TASK OBJECTIVE:
In the copy, include every entry exactly but none of the pictures.

•••••

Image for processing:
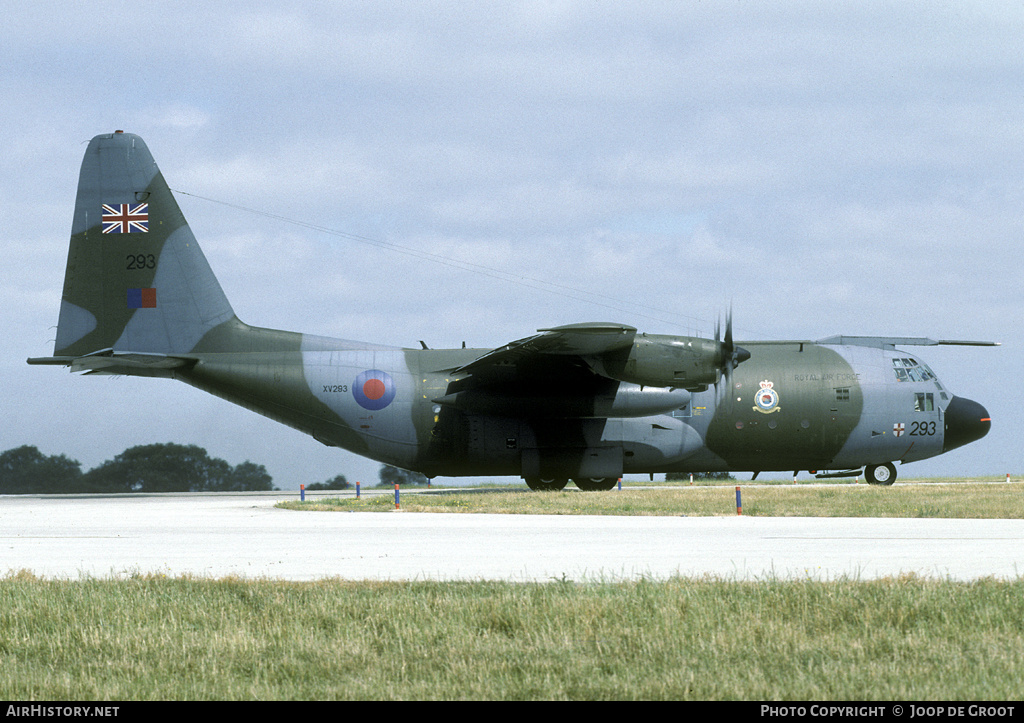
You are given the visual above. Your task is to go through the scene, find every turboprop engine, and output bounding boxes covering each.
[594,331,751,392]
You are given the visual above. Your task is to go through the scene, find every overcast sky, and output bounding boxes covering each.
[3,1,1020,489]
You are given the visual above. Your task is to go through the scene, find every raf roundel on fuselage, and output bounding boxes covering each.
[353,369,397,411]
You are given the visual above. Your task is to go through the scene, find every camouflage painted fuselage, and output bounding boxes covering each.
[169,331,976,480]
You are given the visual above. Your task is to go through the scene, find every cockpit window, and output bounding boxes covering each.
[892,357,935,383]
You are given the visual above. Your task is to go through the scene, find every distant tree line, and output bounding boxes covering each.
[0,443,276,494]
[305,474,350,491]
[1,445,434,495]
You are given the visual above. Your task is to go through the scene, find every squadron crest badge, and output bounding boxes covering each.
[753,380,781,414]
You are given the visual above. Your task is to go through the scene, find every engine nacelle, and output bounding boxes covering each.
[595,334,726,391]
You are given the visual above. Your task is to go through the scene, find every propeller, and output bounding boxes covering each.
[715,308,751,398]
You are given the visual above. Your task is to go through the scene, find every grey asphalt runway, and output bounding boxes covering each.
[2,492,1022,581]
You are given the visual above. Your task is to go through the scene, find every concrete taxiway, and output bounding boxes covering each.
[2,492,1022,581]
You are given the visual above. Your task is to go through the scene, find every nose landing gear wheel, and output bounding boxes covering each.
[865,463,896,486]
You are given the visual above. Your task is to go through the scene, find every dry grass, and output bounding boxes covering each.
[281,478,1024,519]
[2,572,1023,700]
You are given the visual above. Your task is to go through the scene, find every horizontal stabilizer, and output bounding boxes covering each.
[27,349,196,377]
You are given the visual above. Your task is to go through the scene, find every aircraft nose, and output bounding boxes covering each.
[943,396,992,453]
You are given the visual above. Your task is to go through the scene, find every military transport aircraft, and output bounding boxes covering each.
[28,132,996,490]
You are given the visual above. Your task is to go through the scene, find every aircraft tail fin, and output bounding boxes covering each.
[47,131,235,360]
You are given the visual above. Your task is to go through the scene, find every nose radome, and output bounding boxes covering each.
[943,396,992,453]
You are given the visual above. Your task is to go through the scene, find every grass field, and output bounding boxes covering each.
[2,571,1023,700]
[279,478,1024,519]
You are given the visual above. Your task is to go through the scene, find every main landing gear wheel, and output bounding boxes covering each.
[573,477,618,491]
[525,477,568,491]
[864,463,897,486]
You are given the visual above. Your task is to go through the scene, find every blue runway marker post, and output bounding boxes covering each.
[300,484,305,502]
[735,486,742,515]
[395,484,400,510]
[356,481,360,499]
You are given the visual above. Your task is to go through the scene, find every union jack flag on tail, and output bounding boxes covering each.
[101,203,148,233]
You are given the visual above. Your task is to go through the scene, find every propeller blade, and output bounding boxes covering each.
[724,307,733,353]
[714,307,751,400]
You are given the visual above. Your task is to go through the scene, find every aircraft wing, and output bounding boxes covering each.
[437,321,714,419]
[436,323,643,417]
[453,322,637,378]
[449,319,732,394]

•••••

SOLUTION:
Image for processing:
You are given the visual above. Your task is to go through the scene, find every turboprop engine, and output bounding boxes covering each.
[594,331,751,392]
You are given the visual above. Your task is to go through the scene, find every overcast sky, and output bounding boxes covering each.
[3,1,1020,489]
You are given the visual above. Your task is to go through the scene, find every raf roundel on fuselage, and output bounding boxes covering each.
[353,369,397,411]
You are given the visual above. Your task is to go through the scene, find every camouflage painted fuselage, and output bounding boxes covering each.
[169,331,976,480]
You are given the visual above. Your task is to go through the scene, find every cockpit window, and output bounding boxes covering each.
[892,357,935,383]
You are given the visual above. Your task is to go through the scene, find every distant tree line, and output bounding boxes covering each.
[0,443,276,494]
[305,474,350,491]
[1,445,434,495]
You are given the visual above. Your task is to go through the scene, find every squadron crest badge, and output bounding boxes covering each.
[753,380,781,414]
You are given the visual above. Your task is to go through the scene, find every engine nacelle, and output bounding boxes covering each.
[595,334,726,391]
You are given the visual above. Your task is to go through the scene, find every propeller, and output bounding boxes covering each.
[715,308,751,398]
You are given the visual above. Your task is to go through the scene, find every grey asphalt runway, and output bounding boxes covering each.
[2,492,1022,581]
You are given the visual above. Your task is to go through the scene, find every concrete taxiway, and output bounding boxes covering each.
[2,492,1022,581]
You are given the visual above. Your task is to go through the scene, find every nose landing gear wheel, and output bounding boxes covering each.
[865,463,896,486]
You are given the visual above. Your task is to go through the scene, find every dry grass, and output bounding boxes covering each.
[281,478,1024,519]
[2,572,1023,700]
You are given the visual above. Your task is to go through the scene, find every horizontal stabilizer, and output bounding boxes covering each.
[27,349,196,377]
You are given the visual above. Your task is to go through the scene, find every aircraft nose, and output bounding boxes covering each.
[943,396,992,453]
You are given the visual above. Your task is to go through the scene, find every military transport aircraft, and output bounding boxes covering each.
[28,132,996,490]
You are given the visual above. Your task is to go through the scene, find every aircraft tail fin, and output bounding boxes covering each.
[47,131,235,360]
You are given the visual above. Your task is to go through the scene, find every nose radome, and output bounding boxes covering each.
[943,396,992,453]
You are given the visual above. Your task is to go through the scene, find every grass field, and output bounding boxes covering each.
[2,571,1023,700]
[279,478,1024,519]
You are given the visual above. Your task is to go through the scene, find every main landing gear wheel, and output bounding boxes covering each.
[573,477,618,491]
[525,477,568,491]
[864,463,897,486]
You are given the visual above. Your task is to go through the scene, find every blue runway marker post, and output bounding boxes covering each.
[300,484,305,502]
[735,486,742,515]
[395,484,400,510]
[356,481,360,499]
You are given the visual above. Your task is to go through the scene, find every union jack flag on tail, and output bounding boxes covering each.
[101,203,148,233]
You are given the visual above. Your task is to go through the scene, find every propeller blade, and output bounding boxes covering each.
[724,307,733,353]
[714,307,751,400]
You are given the visual above. Your task is to go through the scene, find every aircraft wing, and output bounding boxes covering each.
[437,321,714,419]
[436,323,643,417]
[453,322,637,378]
[449,319,732,394]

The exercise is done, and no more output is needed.